*TASK BRIEF*: In the excerpt on Euro 2012, translate the sentence "The tournament itself is never ever boring." into French.

*EXCERPTED PASSAGE*:

Italy’s Giacinto Facchetti with the trophy in 1968

I was going to write a preview of Euro 2012 this past week, but it very quickly began to feel like a pointless exercise. Every other blogger and his dog has done one and I consequently have very little to add. Most of them are yawningly similar to each other. Spain, Germany favourites. England mess. Italy, Greece [insert joke about Eurozone crisis here]. Poland, Ukraine racism bad. Portugal blah blah Ronaldo, Sweden blah blah Ibrahimovich, Russia blah blah Arshavin, Croatia blah blah Modric. Czech Republic best days behind them, Demnark dark horses, Holland chokers, France LOL, Ireland forgeddaboudit.

So there you are, I’ve just saved you hours of very dull reading. You’re welcome.

The tournament itself is never ever boring. It is undoubtedly one of the best two international football competitions in the world to watch. The other is the Copa America.

That is by no means a unique view. The World Cup is obviously the pinnacle, everyone wants to call themselves World Champions, but it is a much bigger tournament with lots of mismatches. The Euros are a streamlined format with no easy-beats. Anyone who qualifies is capable of winning it at any given time, as evidenced by both Greece and Denmark lifting the trophy in the past 20 years.

Italy, my first love in international football, has only managed to win the Euros once, eight years before I was born. Now that I’ve seen them win a World Cup, seeing them win a Euro is *the* priority item to tick off my bucket list. We have come so close in the past. My most painful football memory of all is that of the Euro 2000 final, when just as we thought we’d won it, the dirty rotten thieving French equalised deep in second half injury time then scored an extra time golden goal that felt like a thousand Napoleons callously pulverising our hearts by pummelling them with baguettes.

Not that I’m bitter or anything.

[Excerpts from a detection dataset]

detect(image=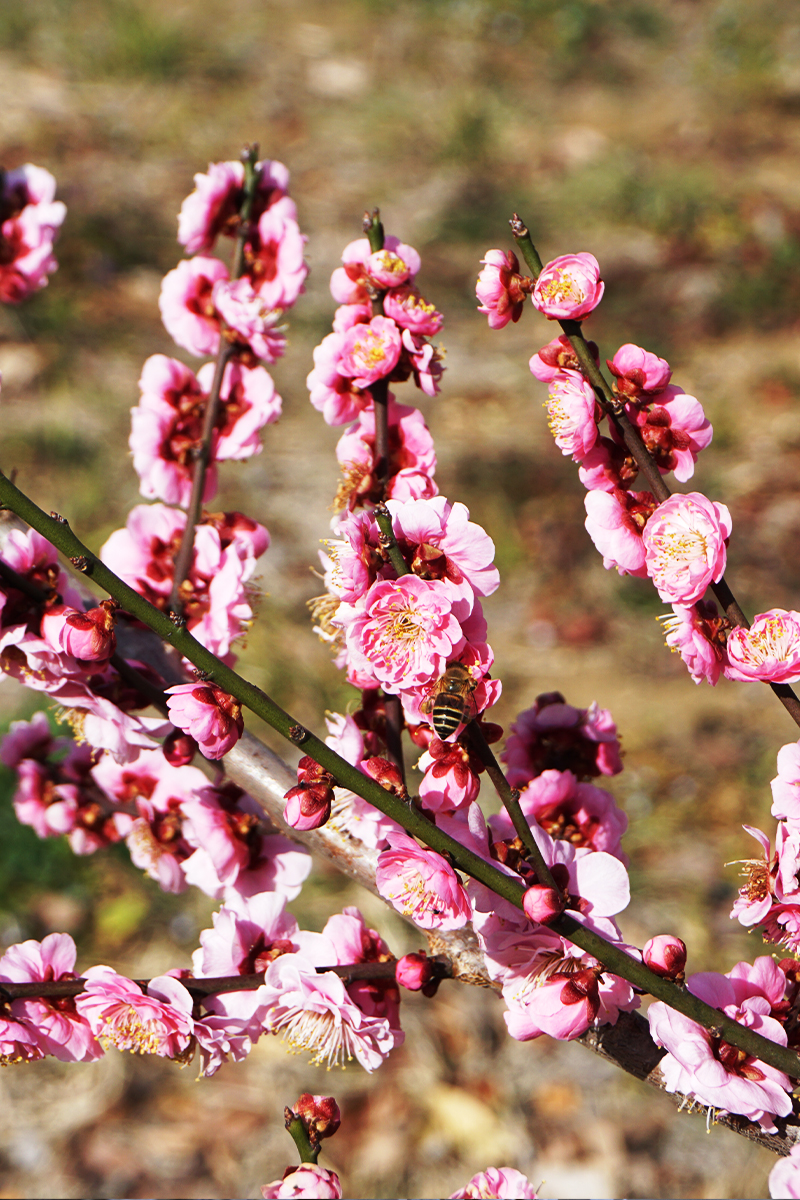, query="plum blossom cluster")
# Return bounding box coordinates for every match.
[0,892,403,1080]
[0,162,67,304]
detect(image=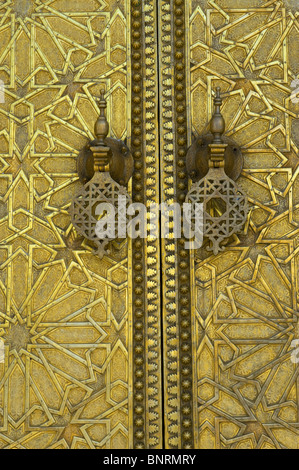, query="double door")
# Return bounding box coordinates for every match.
[0,0,299,449]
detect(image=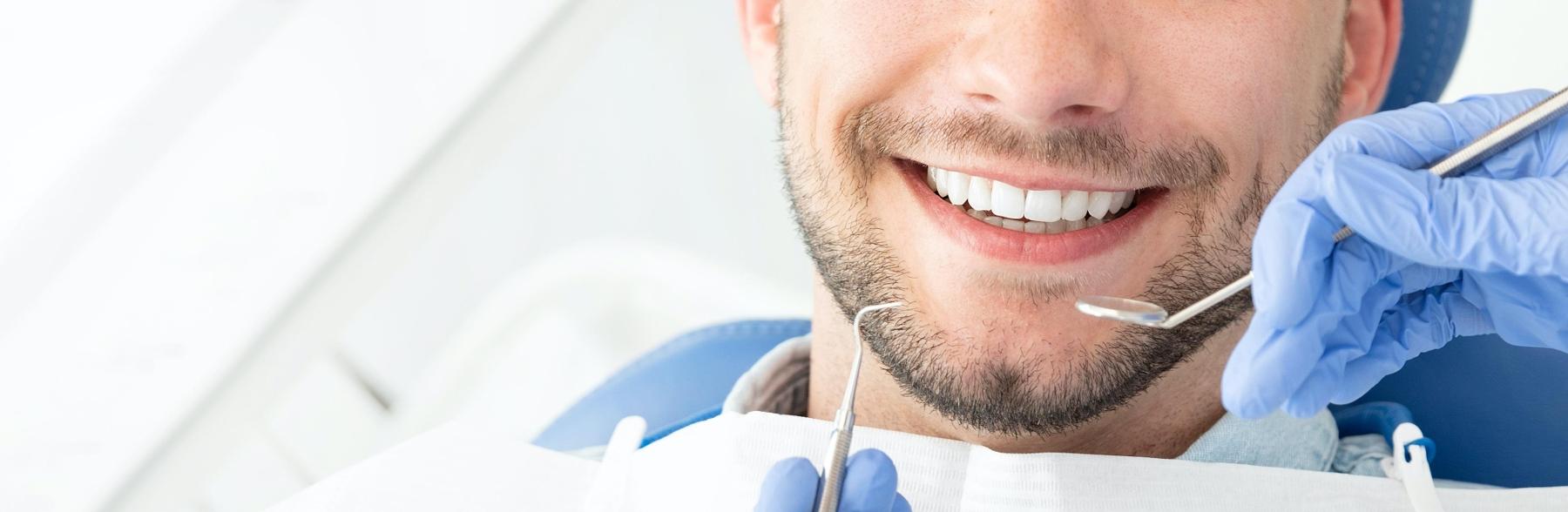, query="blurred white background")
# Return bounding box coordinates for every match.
[0,0,1568,510]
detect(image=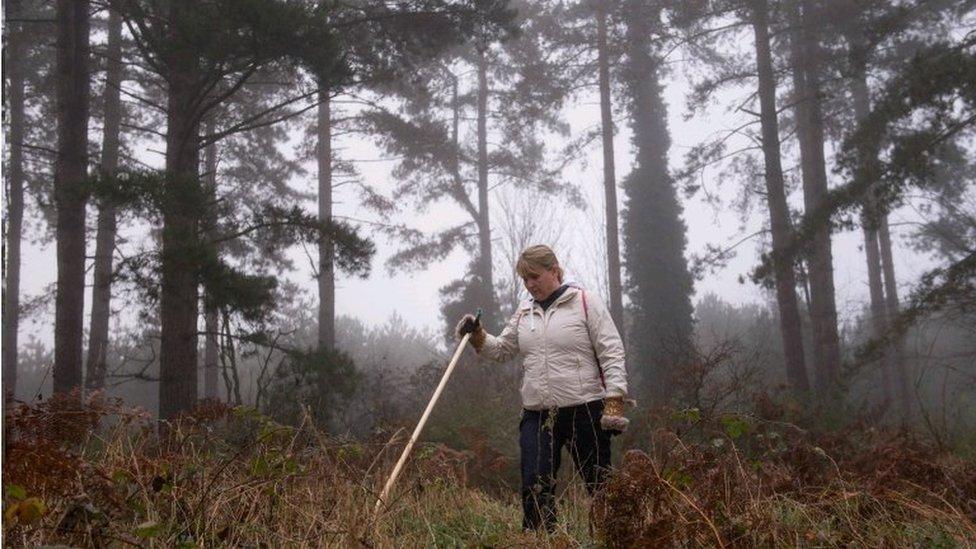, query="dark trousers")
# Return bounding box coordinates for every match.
[519,400,610,532]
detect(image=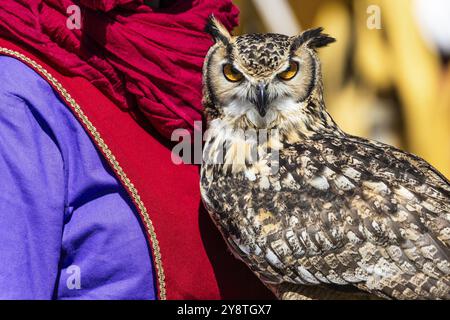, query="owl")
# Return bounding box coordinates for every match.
[200,17,450,299]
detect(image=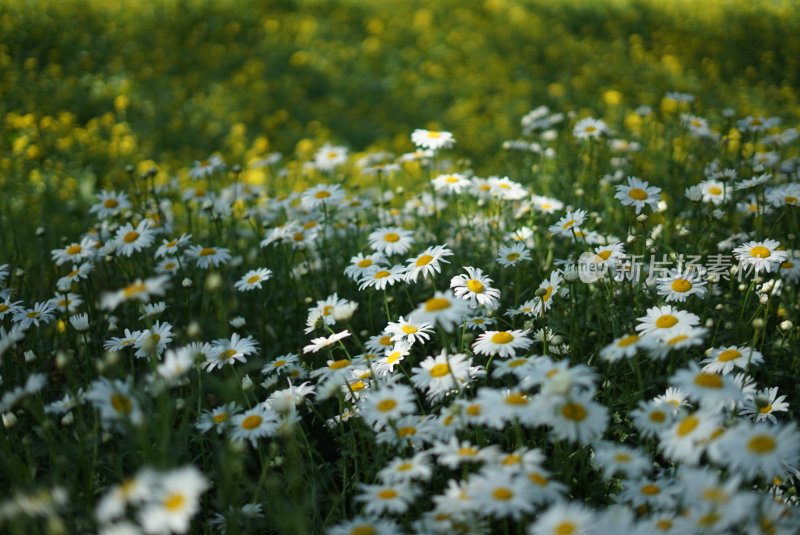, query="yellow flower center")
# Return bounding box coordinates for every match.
[465,403,482,416]
[430,362,450,378]
[242,414,262,431]
[219,349,236,360]
[376,399,397,412]
[671,279,692,293]
[378,489,397,500]
[164,492,186,512]
[111,392,133,414]
[425,297,452,312]
[656,314,678,329]
[628,188,647,201]
[122,230,139,243]
[639,483,661,496]
[505,392,528,406]
[694,372,722,388]
[677,416,700,437]
[561,403,588,422]
[211,412,228,424]
[553,524,576,535]
[492,487,514,502]
[717,349,742,362]
[416,255,433,267]
[491,331,514,344]
[747,435,777,455]
[467,279,485,294]
[328,359,350,370]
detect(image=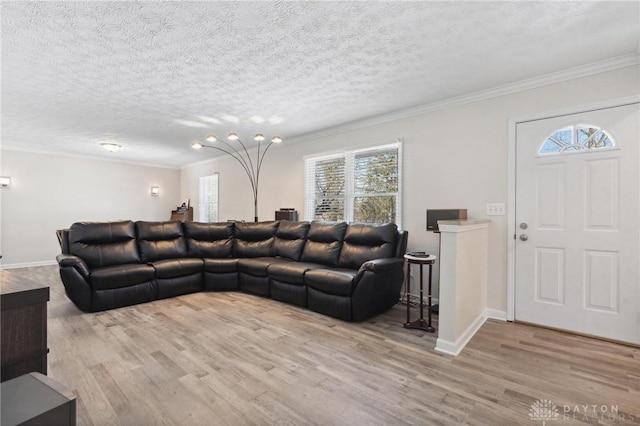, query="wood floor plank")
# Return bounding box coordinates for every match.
[8,266,640,426]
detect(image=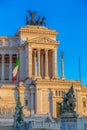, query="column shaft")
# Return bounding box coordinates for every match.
[45,50,49,79]
[2,54,5,80]
[53,49,57,78]
[38,49,41,77]
[28,46,32,78]
[9,54,12,80]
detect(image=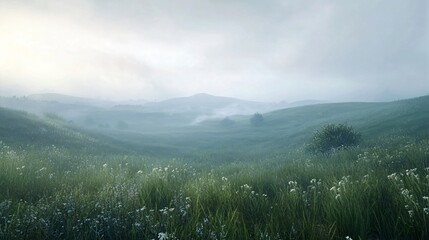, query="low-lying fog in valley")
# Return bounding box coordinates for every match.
[0,0,429,240]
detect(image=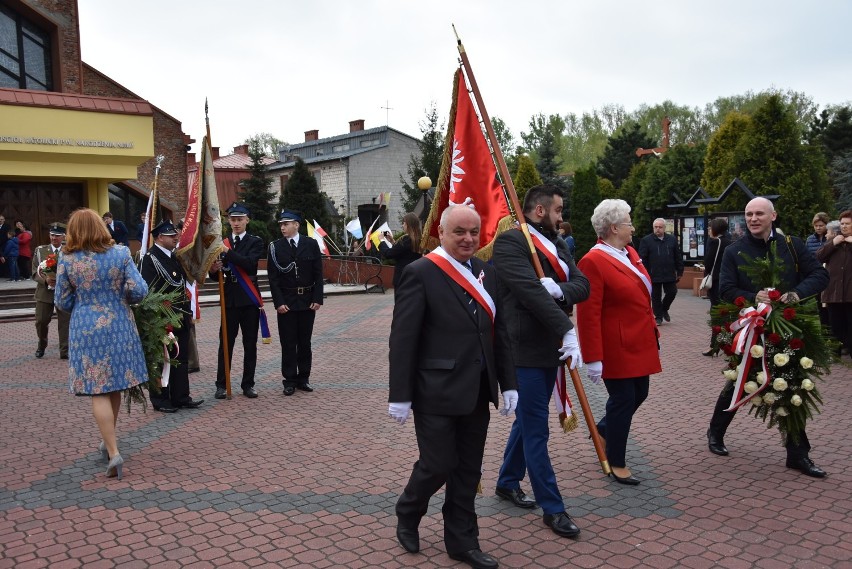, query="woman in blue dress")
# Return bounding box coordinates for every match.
[55,208,148,480]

*OUTPUT OF THE EXERCISE*: Le tournoi lui-même n'est jamais, au grand jamais, ennuyeux.